Challenge 1
Lay out the listing below as a Markdown table with the columns Row and Line, starting with the line that contains "Task: set one pin on each instance of the apron" and going on through the final line of the listing. Leave out any blank lines.

Passage shown
####################

My first serious foray into Linux was driven by how deeply I fell immediately in love with Omarchy. Omarchy made me realize that I could totally live in Linux. If I wanted to.

The big draw of Omarchy for me was Hyprland and window tiling. I've tried a few other tiling window managers (e.g. i3) but they were either too hard to configure or felt janky. Omarchy's version worked great, with great keybinding support. It felt good to no longer spend half my time in the OS moving and resizing windows. Omarchy's rendition of Hyprland made it easy and fun.

The downside of tiling window managers is they Always Be Tilin'. Sometimes I don't want that. When an app like Darktable opens a tiny dialog window, and that window suddenly fills half the screen, while shrinking the main window, I don't enjoy it. Yeah, I can toggle specific windows to float, but it's inconvenient. And I'm sure I could wrangle Hyprland to do the right thing with the right apps in the right workspaces, but figuring how to do that is low on my list of fun things to do.

####################

[Dataset entries]

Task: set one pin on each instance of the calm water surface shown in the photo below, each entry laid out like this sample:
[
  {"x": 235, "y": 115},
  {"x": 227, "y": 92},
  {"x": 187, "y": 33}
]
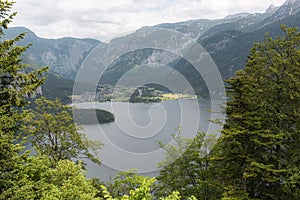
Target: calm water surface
[{"x": 131, "y": 141}]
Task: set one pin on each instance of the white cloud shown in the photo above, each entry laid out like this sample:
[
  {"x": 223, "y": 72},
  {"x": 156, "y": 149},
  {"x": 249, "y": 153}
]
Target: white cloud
[{"x": 105, "y": 20}]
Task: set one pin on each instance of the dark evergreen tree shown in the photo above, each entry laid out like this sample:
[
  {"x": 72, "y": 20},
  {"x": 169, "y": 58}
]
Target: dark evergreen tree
[{"x": 259, "y": 147}]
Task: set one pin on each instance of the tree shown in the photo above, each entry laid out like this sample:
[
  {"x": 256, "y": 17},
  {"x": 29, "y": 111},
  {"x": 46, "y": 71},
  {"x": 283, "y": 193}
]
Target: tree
[
  {"x": 259, "y": 146},
  {"x": 126, "y": 181},
  {"x": 143, "y": 192},
  {"x": 40, "y": 181},
  {"x": 186, "y": 168},
  {"x": 17, "y": 81},
  {"x": 52, "y": 132}
]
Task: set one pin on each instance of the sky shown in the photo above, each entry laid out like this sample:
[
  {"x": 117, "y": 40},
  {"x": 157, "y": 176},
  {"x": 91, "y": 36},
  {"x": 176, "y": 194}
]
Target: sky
[{"x": 107, "y": 19}]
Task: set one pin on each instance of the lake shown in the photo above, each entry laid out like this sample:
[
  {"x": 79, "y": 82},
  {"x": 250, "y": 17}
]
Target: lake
[{"x": 131, "y": 141}]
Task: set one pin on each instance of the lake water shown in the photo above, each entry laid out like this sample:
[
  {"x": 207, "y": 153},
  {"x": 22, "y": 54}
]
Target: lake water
[{"x": 132, "y": 140}]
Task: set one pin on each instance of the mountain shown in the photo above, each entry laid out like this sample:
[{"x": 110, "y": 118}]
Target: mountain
[
  {"x": 228, "y": 41},
  {"x": 64, "y": 56}
]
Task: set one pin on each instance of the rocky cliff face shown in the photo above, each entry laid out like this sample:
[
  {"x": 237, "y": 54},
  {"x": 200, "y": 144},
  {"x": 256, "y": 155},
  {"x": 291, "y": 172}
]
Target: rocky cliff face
[{"x": 64, "y": 56}]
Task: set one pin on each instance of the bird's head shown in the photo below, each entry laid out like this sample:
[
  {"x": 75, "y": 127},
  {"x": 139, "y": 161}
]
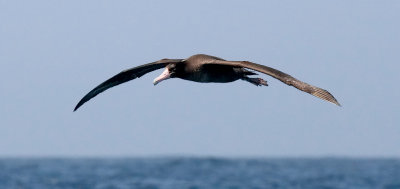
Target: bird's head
[{"x": 169, "y": 72}]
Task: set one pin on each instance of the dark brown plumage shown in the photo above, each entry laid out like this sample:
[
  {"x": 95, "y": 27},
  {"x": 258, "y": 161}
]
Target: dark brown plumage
[{"x": 205, "y": 69}]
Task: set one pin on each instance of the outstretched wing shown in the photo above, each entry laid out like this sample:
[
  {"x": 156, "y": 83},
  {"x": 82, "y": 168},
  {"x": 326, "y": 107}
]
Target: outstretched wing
[
  {"x": 125, "y": 76},
  {"x": 285, "y": 78}
]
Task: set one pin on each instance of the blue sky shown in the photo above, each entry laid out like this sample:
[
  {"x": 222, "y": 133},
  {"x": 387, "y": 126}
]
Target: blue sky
[{"x": 52, "y": 53}]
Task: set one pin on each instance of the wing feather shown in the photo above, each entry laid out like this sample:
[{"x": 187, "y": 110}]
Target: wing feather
[
  {"x": 284, "y": 77},
  {"x": 126, "y": 76}
]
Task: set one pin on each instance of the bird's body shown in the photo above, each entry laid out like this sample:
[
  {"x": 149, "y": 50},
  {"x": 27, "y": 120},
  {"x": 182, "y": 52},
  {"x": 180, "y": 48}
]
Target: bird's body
[
  {"x": 196, "y": 69},
  {"x": 207, "y": 69}
]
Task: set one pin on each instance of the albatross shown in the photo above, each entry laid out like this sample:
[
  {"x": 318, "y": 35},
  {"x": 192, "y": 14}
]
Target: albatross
[{"x": 207, "y": 69}]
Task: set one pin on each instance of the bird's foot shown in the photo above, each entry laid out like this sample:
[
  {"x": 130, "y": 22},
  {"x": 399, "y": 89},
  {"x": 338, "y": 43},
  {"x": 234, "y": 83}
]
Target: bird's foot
[{"x": 256, "y": 81}]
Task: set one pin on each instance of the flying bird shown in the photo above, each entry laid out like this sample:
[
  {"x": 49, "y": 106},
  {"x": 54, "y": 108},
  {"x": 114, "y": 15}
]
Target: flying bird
[{"x": 207, "y": 69}]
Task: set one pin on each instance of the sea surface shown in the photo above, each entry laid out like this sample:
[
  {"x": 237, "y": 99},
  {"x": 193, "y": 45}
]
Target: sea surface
[{"x": 175, "y": 173}]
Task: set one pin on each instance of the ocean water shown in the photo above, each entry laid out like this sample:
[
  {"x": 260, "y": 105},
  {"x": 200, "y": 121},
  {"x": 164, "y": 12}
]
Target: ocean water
[{"x": 193, "y": 173}]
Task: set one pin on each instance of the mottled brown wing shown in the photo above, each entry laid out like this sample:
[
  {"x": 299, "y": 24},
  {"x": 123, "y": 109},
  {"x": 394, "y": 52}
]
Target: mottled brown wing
[
  {"x": 285, "y": 78},
  {"x": 125, "y": 76}
]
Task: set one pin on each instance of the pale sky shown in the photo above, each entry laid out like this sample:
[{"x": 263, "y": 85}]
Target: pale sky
[{"x": 53, "y": 52}]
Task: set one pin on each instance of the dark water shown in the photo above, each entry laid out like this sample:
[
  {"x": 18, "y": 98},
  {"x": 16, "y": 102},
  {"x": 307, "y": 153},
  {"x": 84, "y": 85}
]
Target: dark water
[{"x": 194, "y": 173}]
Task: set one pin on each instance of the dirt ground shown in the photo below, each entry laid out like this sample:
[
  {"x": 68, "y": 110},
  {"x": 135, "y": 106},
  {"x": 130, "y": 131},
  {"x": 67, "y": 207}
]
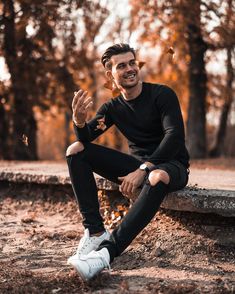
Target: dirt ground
[{"x": 176, "y": 253}]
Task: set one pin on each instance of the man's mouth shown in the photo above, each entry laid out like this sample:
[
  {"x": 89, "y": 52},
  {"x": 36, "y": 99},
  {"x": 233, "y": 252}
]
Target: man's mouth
[{"x": 130, "y": 76}]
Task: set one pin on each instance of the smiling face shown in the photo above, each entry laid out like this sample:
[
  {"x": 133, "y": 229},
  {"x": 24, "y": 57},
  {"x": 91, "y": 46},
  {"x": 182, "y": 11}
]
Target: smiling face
[{"x": 124, "y": 71}]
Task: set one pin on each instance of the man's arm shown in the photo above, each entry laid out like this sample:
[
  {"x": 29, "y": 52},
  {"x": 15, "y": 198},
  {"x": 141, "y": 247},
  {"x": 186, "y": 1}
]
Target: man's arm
[
  {"x": 95, "y": 127},
  {"x": 172, "y": 124}
]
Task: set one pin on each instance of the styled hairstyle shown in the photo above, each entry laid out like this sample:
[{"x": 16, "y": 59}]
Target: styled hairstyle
[{"x": 115, "y": 50}]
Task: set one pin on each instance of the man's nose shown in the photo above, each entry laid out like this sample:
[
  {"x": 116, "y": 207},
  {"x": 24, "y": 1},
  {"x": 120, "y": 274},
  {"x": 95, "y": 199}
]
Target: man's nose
[{"x": 128, "y": 67}]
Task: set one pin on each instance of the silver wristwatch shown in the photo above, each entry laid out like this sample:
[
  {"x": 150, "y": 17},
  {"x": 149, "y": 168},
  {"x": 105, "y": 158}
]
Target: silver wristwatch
[{"x": 144, "y": 167}]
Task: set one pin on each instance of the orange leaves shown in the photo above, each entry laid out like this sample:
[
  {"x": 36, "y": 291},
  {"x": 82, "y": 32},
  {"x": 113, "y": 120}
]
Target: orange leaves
[
  {"x": 171, "y": 52},
  {"x": 110, "y": 85},
  {"x": 25, "y": 140},
  {"x": 113, "y": 208}
]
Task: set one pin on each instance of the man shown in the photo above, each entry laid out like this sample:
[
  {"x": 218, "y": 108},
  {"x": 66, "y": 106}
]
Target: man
[{"x": 149, "y": 116}]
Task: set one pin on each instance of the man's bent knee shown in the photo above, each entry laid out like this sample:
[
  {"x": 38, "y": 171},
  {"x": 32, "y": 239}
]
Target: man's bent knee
[
  {"x": 157, "y": 176},
  {"x": 74, "y": 148}
]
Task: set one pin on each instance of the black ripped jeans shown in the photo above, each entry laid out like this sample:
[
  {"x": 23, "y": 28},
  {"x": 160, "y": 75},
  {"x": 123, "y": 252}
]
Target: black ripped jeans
[{"x": 112, "y": 164}]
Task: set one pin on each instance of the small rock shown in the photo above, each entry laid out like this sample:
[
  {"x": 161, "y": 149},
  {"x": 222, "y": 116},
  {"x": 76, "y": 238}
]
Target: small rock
[{"x": 159, "y": 251}]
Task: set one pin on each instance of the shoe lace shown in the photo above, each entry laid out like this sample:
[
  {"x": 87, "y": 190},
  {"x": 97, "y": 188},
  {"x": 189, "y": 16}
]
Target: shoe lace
[{"x": 102, "y": 261}]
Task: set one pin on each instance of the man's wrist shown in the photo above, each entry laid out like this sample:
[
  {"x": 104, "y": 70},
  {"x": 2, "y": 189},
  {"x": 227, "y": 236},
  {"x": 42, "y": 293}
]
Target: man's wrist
[{"x": 77, "y": 124}]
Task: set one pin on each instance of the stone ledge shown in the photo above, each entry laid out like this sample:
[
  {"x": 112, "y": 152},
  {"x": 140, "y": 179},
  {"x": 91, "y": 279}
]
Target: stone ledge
[{"x": 193, "y": 199}]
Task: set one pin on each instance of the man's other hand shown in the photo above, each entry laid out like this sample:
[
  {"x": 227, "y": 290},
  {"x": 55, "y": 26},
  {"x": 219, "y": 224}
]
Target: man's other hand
[{"x": 131, "y": 182}]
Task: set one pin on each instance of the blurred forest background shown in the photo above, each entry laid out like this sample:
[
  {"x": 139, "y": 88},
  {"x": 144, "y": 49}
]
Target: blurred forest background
[{"x": 49, "y": 49}]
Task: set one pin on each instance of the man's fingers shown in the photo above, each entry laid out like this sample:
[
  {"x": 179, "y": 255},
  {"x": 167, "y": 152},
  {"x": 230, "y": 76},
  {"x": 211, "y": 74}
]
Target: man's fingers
[
  {"x": 82, "y": 98},
  {"x": 87, "y": 103},
  {"x": 75, "y": 98}
]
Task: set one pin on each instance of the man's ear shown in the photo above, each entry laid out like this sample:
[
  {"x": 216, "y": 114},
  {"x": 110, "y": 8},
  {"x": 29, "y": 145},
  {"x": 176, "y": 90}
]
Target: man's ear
[{"x": 109, "y": 75}]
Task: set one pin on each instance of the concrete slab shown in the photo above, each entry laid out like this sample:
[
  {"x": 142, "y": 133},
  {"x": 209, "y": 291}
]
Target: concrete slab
[{"x": 209, "y": 190}]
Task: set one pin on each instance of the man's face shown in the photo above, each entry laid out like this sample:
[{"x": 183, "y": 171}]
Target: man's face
[{"x": 125, "y": 70}]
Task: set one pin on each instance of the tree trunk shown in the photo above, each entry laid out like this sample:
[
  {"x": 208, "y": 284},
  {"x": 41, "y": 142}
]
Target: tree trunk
[
  {"x": 196, "y": 123},
  {"x": 4, "y": 134},
  {"x": 218, "y": 147},
  {"x": 24, "y": 123}
]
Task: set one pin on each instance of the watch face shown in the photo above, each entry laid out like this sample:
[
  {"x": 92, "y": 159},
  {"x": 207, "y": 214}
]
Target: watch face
[{"x": 143, "y": 166}]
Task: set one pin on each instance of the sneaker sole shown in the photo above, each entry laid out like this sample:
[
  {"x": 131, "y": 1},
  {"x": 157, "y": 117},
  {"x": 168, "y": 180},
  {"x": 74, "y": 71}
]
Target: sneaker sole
[{"x": 80, "y": 273}]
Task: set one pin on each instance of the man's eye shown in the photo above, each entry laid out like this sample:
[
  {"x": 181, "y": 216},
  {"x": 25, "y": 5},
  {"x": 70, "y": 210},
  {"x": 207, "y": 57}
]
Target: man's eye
[{"x": 133, "y": 63}]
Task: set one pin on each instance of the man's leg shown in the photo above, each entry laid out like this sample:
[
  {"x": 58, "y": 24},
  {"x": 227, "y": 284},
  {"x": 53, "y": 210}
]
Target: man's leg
[
  {"x": 85, "y": 159},
  {"x": 167, "y": 178}
]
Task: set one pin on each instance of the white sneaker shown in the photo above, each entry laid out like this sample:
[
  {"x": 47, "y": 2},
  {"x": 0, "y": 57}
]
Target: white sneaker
[
  {"x": 91, "y": 264},
  {"x": 87, "y": 244}
]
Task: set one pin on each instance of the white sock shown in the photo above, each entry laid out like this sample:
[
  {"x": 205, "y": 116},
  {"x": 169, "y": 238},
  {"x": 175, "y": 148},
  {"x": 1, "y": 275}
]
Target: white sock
[{"x": 104, "y": 251}]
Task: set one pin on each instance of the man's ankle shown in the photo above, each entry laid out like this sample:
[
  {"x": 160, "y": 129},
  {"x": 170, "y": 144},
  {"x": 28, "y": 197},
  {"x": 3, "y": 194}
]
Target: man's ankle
[{"x": 97, "y": 234}]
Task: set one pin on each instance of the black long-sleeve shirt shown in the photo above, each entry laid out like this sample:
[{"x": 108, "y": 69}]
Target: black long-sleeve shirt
[{"x": 152, "y": 123}]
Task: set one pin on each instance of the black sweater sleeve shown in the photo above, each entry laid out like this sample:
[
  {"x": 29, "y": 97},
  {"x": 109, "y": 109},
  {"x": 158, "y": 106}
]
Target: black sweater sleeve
[
  {"x": 96, "y": 126},
  {"x": 172, "y": 125}
]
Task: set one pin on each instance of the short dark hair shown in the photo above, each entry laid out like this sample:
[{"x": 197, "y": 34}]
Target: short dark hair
[{"x": 115, "y": 50}]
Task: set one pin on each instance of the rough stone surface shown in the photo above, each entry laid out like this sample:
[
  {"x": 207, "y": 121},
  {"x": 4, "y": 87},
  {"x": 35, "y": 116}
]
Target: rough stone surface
[{"x": 209, "y": 191}]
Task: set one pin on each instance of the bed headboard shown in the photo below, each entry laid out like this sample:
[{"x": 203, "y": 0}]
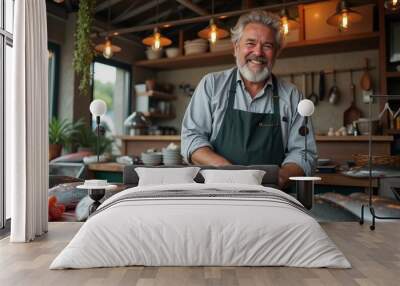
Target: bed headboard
[{"x": 130, "y": 177}]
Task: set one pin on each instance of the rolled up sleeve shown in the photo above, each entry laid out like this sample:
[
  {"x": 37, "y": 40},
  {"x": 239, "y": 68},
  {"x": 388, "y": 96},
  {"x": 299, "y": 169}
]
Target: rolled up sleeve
[
  {"x": 295, "y": 144},
  {"x": 197, "y": 121}
]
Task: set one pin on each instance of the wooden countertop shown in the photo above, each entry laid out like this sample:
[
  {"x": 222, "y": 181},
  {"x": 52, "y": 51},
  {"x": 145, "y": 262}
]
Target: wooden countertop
[
  {"x": 319, "y": 138},
  {"x": 335, "y": 179},
  {"x": 107, "y": 167},
  {"x": 360, "y": 138},
  {"x": 150, "y": 138}
]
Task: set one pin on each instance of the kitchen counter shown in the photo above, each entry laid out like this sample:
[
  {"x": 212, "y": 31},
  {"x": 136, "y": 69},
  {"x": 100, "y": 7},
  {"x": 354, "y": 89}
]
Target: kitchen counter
[
  {"x": 337, "y": 148},
  {"x": 135, "y": 145},
  {"x": 361, "y": 138},
  {"x": 100, "y": 170}
]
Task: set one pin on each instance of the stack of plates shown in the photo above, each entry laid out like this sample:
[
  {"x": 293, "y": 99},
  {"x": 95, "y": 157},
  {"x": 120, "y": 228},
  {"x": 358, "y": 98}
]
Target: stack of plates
[
  {"x": 197, "y": 46},
  {"x": 151, "y": 158},
  {"x": 172, "y": 157},
  {"x": 222, "y": 45}
]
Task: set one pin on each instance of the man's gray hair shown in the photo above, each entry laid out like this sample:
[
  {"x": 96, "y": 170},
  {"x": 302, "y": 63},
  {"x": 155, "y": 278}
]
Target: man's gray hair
[{"x": 267, "y": 19}]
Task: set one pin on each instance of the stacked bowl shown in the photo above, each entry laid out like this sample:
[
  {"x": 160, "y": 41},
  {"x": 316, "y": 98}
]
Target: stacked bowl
[
  {"x": 197, "y": 46},
  {"x": 151, "y": 158},
  {"x": 221, "y": 45},
  {"x": 171, "y": 156}
]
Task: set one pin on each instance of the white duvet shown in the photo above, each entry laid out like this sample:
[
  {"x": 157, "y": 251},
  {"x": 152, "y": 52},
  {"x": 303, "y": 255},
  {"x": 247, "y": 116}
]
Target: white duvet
[{"x": 200, "y": 231}]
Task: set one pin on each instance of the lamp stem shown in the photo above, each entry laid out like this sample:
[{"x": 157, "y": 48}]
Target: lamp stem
[
  {"x": 98, "y": 135},
  {"x": 305, "y": 138}
]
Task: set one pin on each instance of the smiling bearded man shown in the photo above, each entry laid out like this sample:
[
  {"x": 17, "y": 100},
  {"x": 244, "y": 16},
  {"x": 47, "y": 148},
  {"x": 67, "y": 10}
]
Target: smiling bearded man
[{"x": 246, "y": 115}]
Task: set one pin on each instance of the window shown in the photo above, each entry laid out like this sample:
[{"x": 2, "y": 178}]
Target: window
[
  {"x": 112, "y": 83},
  {"x": 54, "y": 63},
  {"x": 6, "y": 65}
]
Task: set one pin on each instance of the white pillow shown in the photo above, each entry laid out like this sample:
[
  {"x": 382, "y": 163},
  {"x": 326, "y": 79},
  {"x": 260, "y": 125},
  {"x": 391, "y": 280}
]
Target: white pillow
[
  {"x": 248, "y": 177},
  {"x": 163, "y": 176}
]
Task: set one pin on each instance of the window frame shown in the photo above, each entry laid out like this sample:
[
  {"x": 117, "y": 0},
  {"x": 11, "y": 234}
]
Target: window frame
[
  {"x": 56, "y": 90},
  {"x": 117, "y": 64},
  {"x": 6, "y": 39}
]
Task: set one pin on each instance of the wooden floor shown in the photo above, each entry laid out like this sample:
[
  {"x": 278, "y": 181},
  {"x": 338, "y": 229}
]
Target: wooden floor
[{"x": 375, "y": 257}]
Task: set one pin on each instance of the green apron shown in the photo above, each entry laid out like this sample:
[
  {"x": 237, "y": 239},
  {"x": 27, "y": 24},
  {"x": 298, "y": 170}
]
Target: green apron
[{"x": 249, "y": 138}]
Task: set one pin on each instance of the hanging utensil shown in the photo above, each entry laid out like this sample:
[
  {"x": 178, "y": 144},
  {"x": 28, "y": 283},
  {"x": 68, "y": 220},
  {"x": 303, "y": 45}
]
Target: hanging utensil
[
  {"x": 352, "y": 113},
  {"x": 313, "y": 96},
  {"x": 366, "y": 81},
  {"x": 321, "y": 85},
  {"x": 334, "y": 92}
]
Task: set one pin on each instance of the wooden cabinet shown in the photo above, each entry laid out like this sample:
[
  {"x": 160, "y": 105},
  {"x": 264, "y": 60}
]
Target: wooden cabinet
[{"x": 389, "y": 29}]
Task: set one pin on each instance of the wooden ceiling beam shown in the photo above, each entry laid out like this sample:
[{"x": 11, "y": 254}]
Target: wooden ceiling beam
[
  {"x": 164, "y": 14},
  {"x": 136, "y": 11},
  {"x": 106, "y": 4},
  {"x": 203, "y": 18},
  {"x": 192, "y": 6}
]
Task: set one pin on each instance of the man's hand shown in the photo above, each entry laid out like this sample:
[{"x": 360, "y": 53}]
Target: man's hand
[
  {"x": 206, "y": 156},
  {"x": 286, "y": 171}
]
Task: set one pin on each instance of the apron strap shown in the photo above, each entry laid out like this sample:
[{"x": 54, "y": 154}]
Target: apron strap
[
  {"x": 275, "y": 95},
  {"x": 232, "y": 90}
]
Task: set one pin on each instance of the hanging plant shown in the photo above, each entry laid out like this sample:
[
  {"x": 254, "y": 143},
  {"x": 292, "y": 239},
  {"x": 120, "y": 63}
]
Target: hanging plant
[{"x": 84, "y": 53}]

####################

Challenge 2
Retype the passage on Omarchy and tiling window managers word for word, starting with "My first serious" and going on through "I wanted to.".

Task solution 1
| Row | Line |
|---|---|
| 1 | Task: set one pin on each instance of the apron strap shown in the photo above, each entry laid out like this sample: |
| 2 | [{"x": 54, "y": 154}] |
| 3 | Target: apron strap |
| 4 | [ |
| 5 |   {"x": 275, "y": 95}, |
| 6 |   {"x": 232, "y": 90} |
| 7 | ] |
| 8 | Task: set one pin on each instance of the hanging plant shown in the photo above, each entry laid out like this sample: |
| 9 | [ |
| 10 |   {"x": 254, "y": 143}, |
| 11 |   {"x": 292, "y": 239}, |
| 12 |   {"x": 120, "y": 63} |
| 13 | ] |
| 14 | Target: hanging plant |
| 15 | [{"x": 84, "y": 53}] |

Task solution 2
My first serious foray into Linux was driven by how deeply I fell immediately in love with Omarchy. Omarchy made me realize that I could totally live in Linux. If I wanted to.